(Stored data entries)
--
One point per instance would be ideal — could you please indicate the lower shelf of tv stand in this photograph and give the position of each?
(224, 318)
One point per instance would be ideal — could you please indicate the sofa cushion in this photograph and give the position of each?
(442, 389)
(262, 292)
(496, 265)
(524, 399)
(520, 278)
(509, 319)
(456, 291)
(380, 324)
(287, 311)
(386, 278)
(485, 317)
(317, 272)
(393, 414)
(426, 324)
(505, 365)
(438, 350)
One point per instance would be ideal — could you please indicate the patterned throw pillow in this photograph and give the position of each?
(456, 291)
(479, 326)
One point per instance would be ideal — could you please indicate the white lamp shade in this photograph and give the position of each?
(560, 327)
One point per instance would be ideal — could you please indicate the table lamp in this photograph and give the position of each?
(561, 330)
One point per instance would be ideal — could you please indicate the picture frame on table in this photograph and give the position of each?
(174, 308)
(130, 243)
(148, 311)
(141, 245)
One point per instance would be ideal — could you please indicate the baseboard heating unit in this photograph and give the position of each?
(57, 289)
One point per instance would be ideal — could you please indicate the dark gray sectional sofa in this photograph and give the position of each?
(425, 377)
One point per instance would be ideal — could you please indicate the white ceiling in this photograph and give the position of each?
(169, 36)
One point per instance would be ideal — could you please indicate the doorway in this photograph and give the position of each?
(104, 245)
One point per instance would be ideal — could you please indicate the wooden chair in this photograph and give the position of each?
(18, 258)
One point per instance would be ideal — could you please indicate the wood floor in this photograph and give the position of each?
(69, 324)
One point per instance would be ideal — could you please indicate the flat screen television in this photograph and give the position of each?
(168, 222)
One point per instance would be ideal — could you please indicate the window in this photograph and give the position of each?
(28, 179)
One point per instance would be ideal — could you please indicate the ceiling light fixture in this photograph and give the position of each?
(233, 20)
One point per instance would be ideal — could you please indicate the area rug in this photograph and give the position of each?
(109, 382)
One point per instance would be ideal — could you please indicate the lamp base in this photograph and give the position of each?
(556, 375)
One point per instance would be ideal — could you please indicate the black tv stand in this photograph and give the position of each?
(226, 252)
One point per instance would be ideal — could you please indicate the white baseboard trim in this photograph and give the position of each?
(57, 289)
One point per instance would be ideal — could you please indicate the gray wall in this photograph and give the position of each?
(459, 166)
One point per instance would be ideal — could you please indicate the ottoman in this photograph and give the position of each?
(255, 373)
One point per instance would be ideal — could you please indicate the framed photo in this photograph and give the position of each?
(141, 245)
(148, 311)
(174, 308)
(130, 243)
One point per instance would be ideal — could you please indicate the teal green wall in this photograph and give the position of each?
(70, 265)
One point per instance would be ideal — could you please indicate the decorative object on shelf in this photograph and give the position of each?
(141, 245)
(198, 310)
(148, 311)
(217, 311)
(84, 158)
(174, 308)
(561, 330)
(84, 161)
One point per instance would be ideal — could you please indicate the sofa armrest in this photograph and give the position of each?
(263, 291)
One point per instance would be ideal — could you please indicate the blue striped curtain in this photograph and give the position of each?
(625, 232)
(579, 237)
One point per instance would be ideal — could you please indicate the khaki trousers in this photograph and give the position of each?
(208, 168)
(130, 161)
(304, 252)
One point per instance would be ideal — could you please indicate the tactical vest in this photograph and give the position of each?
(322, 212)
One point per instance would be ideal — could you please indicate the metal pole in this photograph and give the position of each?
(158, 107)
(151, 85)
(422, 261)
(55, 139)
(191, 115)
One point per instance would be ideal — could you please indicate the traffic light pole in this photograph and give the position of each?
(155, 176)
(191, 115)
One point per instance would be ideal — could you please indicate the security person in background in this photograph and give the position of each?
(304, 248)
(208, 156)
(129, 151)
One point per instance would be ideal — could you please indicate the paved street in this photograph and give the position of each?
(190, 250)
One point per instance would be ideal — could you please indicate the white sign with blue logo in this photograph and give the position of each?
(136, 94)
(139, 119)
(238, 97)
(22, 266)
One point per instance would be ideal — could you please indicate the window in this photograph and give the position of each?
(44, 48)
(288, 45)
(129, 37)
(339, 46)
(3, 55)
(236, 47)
--
Starting from the line holding "the white sign", restate the remaining lines of the data word for word, including the last.

One point per instance would be ideal — could you please indicate the white sign with blue logo in this photograph and give the position of each?
(136, 94)
(139, 119)
(238, 97)
(22, 266)
One point per instance would be ideal — could you please indicate the window in this photograph and give the position of each?
(44, 48)
(288, 45)
(129, 37)
(339, 46)
(3, 55)
(236, 47)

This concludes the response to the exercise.